→ **Text shown**:
——————————
The Government Remains Shut for Civil Litigants Fighting the Man

Photos get shared instantaneously with the world and Twitter trolls stampede while salacious stories spread like wildfire online but for civil litigants fighting The Man the wheels of justice spin slower than a giant ice disk floating in the Presumpscot River.

At least that has been the case for the family of William Dean, for example. For them justice is moving like molasses going up hill in winter. For them the government shut down in 2012 when the Maine Department of Health and Human Services swooped in and took over Dean’s affairs for six months and then swooped out leaving him homeless, heartbroken and impoverished. Family members who were willing and able to serve as Dean’s guardian in 2012 while he was hospitalized are left still trying to clean up the mess.

As Dean’s “temporary” Public Guardian the Maine Department of Health and Human Services liquidated his estate for no apparent good reason, recklessly sold off a cherished seaside summer cottage in Owls Head, and rendered the family home in Rockland uninhabitable due to flooding because the temporary Public Guardian failed to winterize it. The temporary Public Guardian also had Dean’s beloved cat named Catarpillar euthanized and sold Dean’s treasured vintage Cadillac.

The liquidation of Dean’s personal property was carried out by a guy hired by the temporary Public Guardian. Without any written contract or insurance, this one guy, David Thistle, was given carte blanche to haul off 10 truckloads of Dean’s stuff to sell. In the summer of 2017 following a trial Thistle was found liable by a Knox County jury for conversion. It turns out the temporary Public Guardian’s guy sold Dean’s stuff but kept thousands of dollars for himself. Prized possessions and family heirlooms are lost forever. After the trial Thistle skipped town without paying the judgment amounts owed leaving Dean’s family holding that bag, too.

The law creating the Public Guardian is unique to Maine. It allows the Department to take over the affairs of incapacitated adults, and if there’s an “emergency” a social worker from the Department can petition the probate court to be appointed in an ex parte proceeding without lawyers, as it did in Dean’s case.

The so-called “emergency” that prompted the social worker to be appointed temporary Public Guardian of William Dean in September of 2012 was an overdue property tax bill of five or six thousand dollars owed to the Town of Owls Head on his cottage — a stunningly beautiful piece of property that rents out for $3000 a week during the summer. At the time Dean was a voluntary patient of the Dorothea Dix Psychiatric Hospital in Bangor and the tax lien was not set to foreclose for several months. Family members offered to pay the property tax bill but the temporary Public Guardian refused their offer. No attempt was made by the temporary Public Guardian to get an exemption from the Town of Owls Head despite a policy to grant one under these circumstances. No effort was made to finance the payment of the small property tax bill using equity in the mortgage-free cottage worth hundreds of thousands of dollars. The kicker is that the estate incurred a capital gains tax of about $35,000 as a result of the sale of the cottage.
——————————
Collected data entries
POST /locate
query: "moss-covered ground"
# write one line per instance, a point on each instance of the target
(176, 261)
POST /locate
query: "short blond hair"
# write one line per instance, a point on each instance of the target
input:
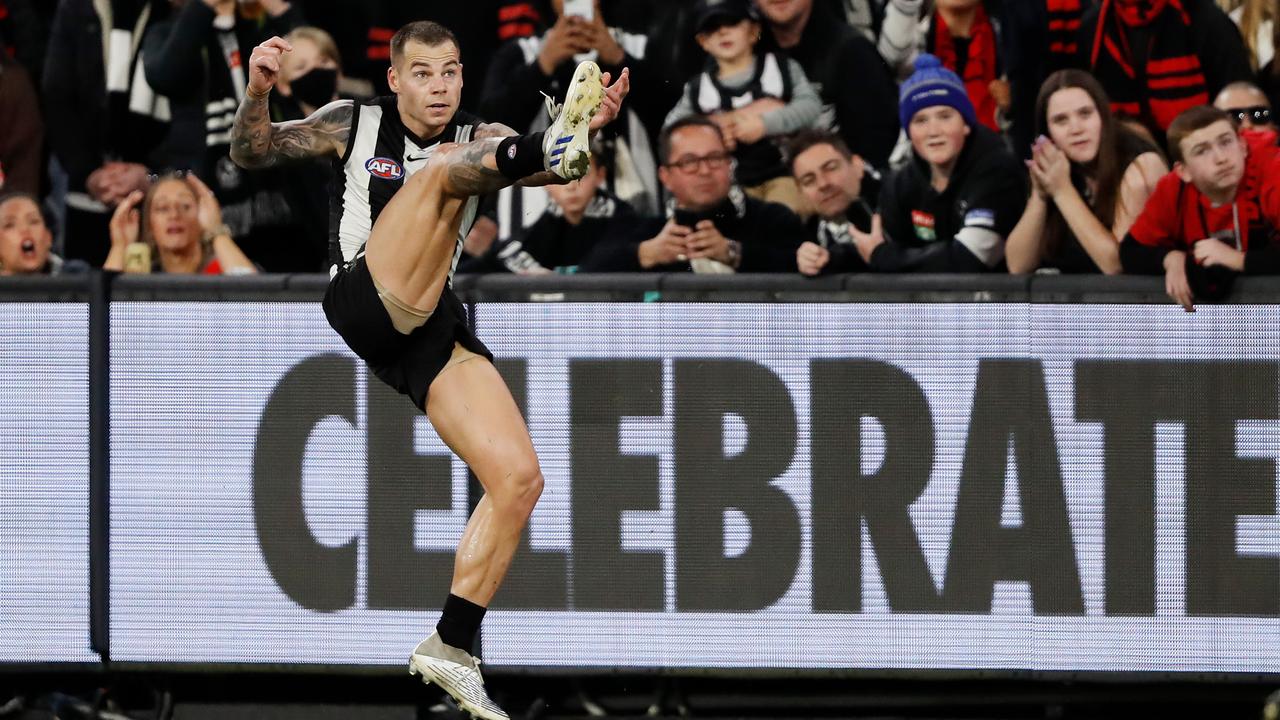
——————————
→ **Study questions**:
A – In the text about William Dean's guardianship, what was the "emergency" that led the social worker to be appointed temporary Public Guardian?
B – Drawing on the text about William Dean's guardianship, explain why the family home in Rockland became uninhabitable.
C – Continue the text about William Dean's guardianship from the point where it ends.

→ **Results**:
A – An overdue property tax bill of five or six thousand dollars owed to the Town of Owls Head on Dean's cottage.

B – The home was damaged by flooding. This happened because the temporary Public Guardian failed to winterize it.

C –
Incurring a $35,000 capital gains tax to pay a $6,000 property tax makes no sense — nor does most of what the temporary Public Guardian did in the six months it “managed” Dean’s estate and yet the litigation marches on like a modern day Bleak House.

On January 18, 2019 the United States District Court certified to the Maine Supreme Judicial Court the question of whether the bond the State of Maine has been paying for for more than 35 years — in 2018 the premium was $24,446 — is useless in protecting incapacitated adults who suddenly and surprisingly find themselves a ward of a “temporary” Public Guardian gone rogue. The insurance company that sells the bond claims it has sovereign immunity.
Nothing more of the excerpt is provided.